The other key tool is ELISA (enzyme-linked immunosorbent assay), based on the antigen–antibody interaction; it detects the presence of a pathogen by identifying the antigens it makes or the antibodies the body produces against it. Together with techniques like recombinant DNA probes, these give very early, sensitive detection. For NEET, fix recombinant insulin (A & B chains in E. coli, Humulin; mature insulin lacks the C-peptide), gene therapy (first for ADA deficiency, 1990), and the two diagnostics — PCR (amplifies nucleic acid, early detection) and ELISA (antigen–antibody).

A transgenic animal is an animal whose genome has been altered by introducing a foreign (manipulated) gene. Many such animals — mostly mice, but also rats, rabbits, pigs, cows and sheep — have been produced, and they serve several valuable purposes that are commonly asked.

First, transgenic animals help in the study of normal physiology and development: by adding or altering genes (for example genes regulating body growth), scientists learn how those genes control development and physiological processes. Second, they are used to study diseases: animals are designed to carry genes that make them develop human diseases (such as cancer, cystic fibrosis, rheumatoid arthritis or Alzheimer's), so that new treatments can be tested.

Third, and very importantly, transgenic animals are used to make biological products — valuable proteins that are otherwise costly to produce. A famous example is the first transgenic cow, 'Rosie' (1997), which produced human-protein-enriched milk containing the human protein alpha-lactalbumin, making the milk more nutritionally balanced for human babies. Such 'biological factories' can yield medicines like the human protein α-1-antitrypsin (used to treat emphysema).

## Dataset section:

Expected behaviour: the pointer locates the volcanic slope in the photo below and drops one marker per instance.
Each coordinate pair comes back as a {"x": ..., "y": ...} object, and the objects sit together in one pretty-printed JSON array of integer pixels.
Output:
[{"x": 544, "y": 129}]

## Your instructions:
Reproduce the biotechnology text word for word, beginning at the words "First, transgenic animals" and stopping after the words "can be tested.".

## Solved exercise:
First, transgenic animals help in the study of normal physiology and development: by adding or altering genes (for example genes regulating body growth), scientists learn how those genes control development and physiological processes. Second, they are used to study diseases: animals are designed to carry genes that make them develop human diseases (such as cancer, cystic fibrosis, rheumatoid arthritis or Alzheimer's), so that new treatments can be tested.